* What you should do
Would you filter these records and copy every line that has the word "window"?
────────────────────────────────────────
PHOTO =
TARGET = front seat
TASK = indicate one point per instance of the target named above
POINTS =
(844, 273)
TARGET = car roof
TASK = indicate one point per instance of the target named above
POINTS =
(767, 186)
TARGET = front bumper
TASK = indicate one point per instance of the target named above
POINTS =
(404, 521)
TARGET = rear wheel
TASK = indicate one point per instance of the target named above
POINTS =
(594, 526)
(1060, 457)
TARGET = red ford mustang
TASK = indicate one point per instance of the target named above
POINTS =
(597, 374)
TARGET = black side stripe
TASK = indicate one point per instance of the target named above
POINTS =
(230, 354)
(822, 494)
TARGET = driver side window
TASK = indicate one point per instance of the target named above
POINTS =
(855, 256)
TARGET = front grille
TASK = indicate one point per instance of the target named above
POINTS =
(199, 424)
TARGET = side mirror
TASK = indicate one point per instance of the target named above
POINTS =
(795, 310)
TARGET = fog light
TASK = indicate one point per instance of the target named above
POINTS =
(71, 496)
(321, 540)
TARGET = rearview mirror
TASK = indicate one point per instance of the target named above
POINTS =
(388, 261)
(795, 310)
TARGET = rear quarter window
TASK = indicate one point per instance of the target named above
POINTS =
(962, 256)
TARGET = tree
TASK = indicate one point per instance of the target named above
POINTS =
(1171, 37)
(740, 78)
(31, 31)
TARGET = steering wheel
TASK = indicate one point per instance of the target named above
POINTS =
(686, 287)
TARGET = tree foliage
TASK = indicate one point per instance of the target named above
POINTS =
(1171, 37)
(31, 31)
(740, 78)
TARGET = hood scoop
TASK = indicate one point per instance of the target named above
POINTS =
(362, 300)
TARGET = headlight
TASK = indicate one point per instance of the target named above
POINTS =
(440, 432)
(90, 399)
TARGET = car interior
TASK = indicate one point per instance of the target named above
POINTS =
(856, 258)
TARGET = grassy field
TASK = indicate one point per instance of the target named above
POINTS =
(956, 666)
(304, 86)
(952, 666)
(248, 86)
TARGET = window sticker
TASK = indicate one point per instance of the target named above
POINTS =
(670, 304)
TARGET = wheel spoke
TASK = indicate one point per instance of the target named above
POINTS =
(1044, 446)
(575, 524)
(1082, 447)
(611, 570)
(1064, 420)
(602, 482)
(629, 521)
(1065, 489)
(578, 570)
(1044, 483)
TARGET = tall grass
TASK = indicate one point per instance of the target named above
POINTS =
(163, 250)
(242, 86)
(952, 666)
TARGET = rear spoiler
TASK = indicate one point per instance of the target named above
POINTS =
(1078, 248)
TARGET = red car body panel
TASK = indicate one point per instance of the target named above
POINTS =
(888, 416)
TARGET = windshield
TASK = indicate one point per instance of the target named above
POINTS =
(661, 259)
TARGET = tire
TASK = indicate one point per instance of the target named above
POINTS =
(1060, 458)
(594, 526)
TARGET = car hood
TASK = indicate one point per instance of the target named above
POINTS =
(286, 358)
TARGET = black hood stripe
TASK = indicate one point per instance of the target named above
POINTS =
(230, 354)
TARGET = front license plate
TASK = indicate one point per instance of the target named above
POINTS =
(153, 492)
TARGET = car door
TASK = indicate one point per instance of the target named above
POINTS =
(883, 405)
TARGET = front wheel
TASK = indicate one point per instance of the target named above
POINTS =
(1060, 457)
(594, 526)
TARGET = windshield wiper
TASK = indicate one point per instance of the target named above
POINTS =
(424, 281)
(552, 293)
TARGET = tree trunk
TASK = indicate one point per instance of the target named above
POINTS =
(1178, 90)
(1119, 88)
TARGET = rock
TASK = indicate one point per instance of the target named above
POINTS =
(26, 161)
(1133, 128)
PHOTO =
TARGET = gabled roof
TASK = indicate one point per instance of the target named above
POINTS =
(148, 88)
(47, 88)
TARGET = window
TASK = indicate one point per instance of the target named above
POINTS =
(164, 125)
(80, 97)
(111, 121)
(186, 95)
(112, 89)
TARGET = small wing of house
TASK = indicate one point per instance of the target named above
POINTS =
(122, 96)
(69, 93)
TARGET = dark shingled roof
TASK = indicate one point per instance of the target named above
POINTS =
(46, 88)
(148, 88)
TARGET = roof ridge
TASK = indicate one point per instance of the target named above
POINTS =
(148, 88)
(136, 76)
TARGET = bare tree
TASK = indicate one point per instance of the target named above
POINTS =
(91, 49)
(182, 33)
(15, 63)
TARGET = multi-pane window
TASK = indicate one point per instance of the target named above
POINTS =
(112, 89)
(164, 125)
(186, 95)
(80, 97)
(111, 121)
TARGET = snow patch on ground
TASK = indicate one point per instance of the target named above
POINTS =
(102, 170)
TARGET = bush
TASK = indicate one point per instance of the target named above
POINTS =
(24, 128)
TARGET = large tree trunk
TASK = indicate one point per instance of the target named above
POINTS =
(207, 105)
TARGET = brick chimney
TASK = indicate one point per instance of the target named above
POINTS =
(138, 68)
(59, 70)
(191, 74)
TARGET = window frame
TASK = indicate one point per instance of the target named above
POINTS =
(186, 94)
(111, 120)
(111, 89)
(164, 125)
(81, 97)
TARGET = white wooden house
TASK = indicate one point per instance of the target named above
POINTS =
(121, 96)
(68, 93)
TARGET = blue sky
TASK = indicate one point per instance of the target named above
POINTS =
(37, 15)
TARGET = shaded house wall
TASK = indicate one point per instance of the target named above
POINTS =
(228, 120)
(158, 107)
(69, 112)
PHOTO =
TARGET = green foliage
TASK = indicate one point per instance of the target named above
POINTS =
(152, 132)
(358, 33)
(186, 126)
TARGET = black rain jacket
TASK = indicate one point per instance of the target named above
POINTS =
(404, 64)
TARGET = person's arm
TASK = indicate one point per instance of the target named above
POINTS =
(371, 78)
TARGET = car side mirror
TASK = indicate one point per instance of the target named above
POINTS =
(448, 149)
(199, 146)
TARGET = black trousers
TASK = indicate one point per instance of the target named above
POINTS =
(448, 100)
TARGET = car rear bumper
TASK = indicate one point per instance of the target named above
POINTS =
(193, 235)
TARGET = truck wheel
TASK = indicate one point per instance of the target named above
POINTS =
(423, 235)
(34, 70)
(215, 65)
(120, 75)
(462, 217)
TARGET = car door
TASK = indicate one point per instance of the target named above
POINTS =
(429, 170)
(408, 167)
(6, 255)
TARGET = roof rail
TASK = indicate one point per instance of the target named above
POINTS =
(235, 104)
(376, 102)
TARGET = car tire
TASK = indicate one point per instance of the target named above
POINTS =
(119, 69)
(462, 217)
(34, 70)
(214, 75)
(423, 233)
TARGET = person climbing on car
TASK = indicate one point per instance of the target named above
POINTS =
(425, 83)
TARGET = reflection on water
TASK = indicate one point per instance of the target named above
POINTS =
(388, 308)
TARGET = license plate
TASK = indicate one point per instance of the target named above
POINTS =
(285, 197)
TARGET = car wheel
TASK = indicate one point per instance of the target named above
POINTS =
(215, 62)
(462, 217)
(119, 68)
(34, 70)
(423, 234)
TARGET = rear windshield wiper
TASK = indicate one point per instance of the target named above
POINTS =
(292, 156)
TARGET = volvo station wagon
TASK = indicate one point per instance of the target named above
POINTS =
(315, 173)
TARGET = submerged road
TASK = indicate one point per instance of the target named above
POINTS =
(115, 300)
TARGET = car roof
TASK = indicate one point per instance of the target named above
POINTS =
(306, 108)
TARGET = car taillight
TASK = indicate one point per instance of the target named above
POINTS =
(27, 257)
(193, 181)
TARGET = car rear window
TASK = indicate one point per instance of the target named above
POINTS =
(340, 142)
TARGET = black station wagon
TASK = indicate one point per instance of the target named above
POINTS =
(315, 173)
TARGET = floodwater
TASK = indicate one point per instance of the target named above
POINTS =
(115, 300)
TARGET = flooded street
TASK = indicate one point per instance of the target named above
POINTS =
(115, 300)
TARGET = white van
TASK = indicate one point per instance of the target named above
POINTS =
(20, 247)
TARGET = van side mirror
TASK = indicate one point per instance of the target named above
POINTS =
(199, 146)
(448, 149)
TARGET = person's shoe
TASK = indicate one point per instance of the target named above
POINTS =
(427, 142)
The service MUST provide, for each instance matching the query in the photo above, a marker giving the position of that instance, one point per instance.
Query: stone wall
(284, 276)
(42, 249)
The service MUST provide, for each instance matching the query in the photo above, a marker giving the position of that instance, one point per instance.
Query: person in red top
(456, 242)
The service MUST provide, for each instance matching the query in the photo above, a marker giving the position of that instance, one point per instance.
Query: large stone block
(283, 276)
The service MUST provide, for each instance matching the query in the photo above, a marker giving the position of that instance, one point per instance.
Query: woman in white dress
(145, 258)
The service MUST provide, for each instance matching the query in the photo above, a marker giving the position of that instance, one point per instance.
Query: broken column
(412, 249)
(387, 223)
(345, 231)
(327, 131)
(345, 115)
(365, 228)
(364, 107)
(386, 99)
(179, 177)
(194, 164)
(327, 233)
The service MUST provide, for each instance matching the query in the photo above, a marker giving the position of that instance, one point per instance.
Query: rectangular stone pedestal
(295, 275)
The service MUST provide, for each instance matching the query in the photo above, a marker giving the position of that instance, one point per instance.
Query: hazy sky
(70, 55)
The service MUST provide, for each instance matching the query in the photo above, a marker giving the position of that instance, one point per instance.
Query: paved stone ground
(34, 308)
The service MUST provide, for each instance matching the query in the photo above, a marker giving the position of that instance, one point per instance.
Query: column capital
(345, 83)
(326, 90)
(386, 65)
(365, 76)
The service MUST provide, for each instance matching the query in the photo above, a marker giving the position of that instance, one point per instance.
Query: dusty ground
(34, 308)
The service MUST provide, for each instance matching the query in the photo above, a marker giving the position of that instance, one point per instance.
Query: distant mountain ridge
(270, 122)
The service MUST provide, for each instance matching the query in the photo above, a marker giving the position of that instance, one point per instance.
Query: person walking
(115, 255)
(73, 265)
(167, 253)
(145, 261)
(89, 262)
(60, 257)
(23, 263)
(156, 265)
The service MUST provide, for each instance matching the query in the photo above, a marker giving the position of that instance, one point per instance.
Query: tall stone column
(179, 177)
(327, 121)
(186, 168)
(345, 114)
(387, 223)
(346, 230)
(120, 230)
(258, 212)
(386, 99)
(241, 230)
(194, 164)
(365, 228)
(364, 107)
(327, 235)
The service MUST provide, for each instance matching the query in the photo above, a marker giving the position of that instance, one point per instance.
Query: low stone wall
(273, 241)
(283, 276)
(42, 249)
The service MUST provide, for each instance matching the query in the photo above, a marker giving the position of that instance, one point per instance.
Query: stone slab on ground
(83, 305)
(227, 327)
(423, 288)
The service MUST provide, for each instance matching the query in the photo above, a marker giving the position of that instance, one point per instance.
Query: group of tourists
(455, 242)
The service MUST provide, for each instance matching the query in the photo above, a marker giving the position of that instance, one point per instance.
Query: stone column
────────────────────────────────────────
* Your response
TARGET = driver side window
TARGET = rear quarter window
TARGET = window sticker
TARGET = window
TARGET = multi-pane window
TARGET = window frame
TARGET = car rear window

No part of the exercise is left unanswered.